▶ [Extracted entries]
● ● ●
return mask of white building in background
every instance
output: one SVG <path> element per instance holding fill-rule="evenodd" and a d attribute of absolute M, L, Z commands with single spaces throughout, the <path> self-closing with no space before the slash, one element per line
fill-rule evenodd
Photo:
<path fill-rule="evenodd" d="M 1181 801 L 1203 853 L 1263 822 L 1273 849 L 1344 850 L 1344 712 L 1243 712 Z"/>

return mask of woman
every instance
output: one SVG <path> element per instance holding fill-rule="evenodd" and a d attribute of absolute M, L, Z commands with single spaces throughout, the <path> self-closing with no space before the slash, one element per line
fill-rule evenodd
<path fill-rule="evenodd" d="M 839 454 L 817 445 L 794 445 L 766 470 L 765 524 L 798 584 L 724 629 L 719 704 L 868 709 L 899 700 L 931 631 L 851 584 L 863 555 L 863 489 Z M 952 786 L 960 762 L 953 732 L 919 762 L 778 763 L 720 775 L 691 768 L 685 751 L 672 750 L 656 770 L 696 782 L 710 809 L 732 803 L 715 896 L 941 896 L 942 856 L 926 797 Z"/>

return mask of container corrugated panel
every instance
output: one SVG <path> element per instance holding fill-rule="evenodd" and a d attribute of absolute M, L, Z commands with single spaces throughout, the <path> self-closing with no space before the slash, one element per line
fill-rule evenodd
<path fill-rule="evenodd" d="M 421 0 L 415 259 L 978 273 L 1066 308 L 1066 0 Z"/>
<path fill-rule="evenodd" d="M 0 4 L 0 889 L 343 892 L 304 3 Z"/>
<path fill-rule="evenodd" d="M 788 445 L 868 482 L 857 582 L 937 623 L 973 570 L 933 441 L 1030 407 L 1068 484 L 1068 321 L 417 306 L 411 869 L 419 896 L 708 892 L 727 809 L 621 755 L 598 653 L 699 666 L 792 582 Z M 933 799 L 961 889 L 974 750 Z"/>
● ● ●
▶ [Task directions] Please format every line of the material above as a numbered list, leaving out the blank lines.

▶ [Response to the exercise]
1. return mask of white building in background
2. every instance
3. output: one SVG <path> element per instance holding fill-rule="evenodd" and a d attribute of absolute M, L, Z commands with single spaces throughout, the <path> self-closing with no space before the slash, one element per line
4. fill-rule evenodd
5. Photo:
6. <path fill-rule="evenodd" d="M 1181 801 L 1203 853 L 1263 822 L 1273 849 L 1344 850 L 1344 712 L 1243 712 Z"/>
7. return mask of woman
8. every instance
9. output: one SVG <path> element per instance holding fill-rule="evenodd" and a d attribute of absolute M, L, Z commands with single spaces throughout, the <path> self-closing with no space before the slash, one element per line
10. fill-rule evenodd
11. <path fill-rule="evenodd" d="M 839 454 L 817 445 L 794 445 L 766 470 L 765 524 L 798 584 L 724 629 L 719 704 L 868 709 L 899 700 L 931 631 L 851 584 L 863 555 L 863 489 Z M 952 786 L 960 762 L 953 732 L 919 762 L 778 763 L 720 775 L 691 768 L 685 751 L 672 750 L 656 770 L 696 782 L 710 809 L 732 803 L 715 896 L 941 896 L 942 856 L 926 797 Z"/>
12. return mask of container corrugated panel
13. every instance
14. output: one SVG <path> element per instance holding fill-rule="evenodd" and a d attribute of absolute M, L, Z commands with single spaces throughout, the <path> self-closing with no space before the slash, one element per line
15. fill-rule evenodd
16. <path fill-rule="evenodd" d="M 421 0 L 415 259 L 978 273 L 1066 308 L 1066 0 Z"/>
17. <path fill-rule="evenodd" d="M 0 4 L 0 889 L 343 892 L 304 3 Z"/>
18. <path fill-rule="evenodd" d="M 788 445 L 868 482 L 857 582 L 937 623 L 973 570 L 933 441 L 1030 407 L 1068 484 L 1068 321 L 417 306 L 411 869 L 419 896 L 708 892 L 727 809 L 621 755 L 598 653 L 699 666 L 792 582 Z M 933 799 L 961 889 L 974 750 Z"/>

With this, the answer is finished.